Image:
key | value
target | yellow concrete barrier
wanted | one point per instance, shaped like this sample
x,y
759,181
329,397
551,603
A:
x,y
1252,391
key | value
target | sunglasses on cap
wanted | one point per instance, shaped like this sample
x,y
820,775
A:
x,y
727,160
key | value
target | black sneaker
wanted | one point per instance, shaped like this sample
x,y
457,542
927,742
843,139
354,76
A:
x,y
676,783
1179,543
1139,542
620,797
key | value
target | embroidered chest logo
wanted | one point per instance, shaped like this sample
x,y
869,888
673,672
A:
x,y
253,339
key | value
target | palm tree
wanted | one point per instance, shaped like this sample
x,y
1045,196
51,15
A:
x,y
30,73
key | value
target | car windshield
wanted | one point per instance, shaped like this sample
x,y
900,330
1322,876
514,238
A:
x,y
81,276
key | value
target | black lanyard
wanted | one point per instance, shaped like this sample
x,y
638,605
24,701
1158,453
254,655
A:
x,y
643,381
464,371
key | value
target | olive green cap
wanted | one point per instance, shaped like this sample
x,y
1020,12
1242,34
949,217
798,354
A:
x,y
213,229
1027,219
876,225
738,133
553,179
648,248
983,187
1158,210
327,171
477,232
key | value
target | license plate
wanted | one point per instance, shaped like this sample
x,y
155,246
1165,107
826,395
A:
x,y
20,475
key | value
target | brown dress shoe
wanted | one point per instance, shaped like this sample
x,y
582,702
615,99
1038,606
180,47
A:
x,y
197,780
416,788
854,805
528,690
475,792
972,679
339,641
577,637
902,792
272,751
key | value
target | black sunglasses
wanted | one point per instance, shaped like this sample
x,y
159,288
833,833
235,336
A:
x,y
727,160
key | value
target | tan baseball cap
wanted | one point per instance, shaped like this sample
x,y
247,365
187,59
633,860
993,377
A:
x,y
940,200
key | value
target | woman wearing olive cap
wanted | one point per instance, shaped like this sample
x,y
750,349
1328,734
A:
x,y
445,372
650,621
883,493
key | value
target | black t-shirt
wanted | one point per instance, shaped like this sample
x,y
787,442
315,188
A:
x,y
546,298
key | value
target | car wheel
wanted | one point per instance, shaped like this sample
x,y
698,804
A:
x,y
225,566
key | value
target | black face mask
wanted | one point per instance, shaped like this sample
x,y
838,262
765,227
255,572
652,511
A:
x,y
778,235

YOUR INSTRUCTIONS: Show every line from the entries above in which "olive" appears.

RESPONSE BOX:
target | olive green cap
target | woman wearing olive cap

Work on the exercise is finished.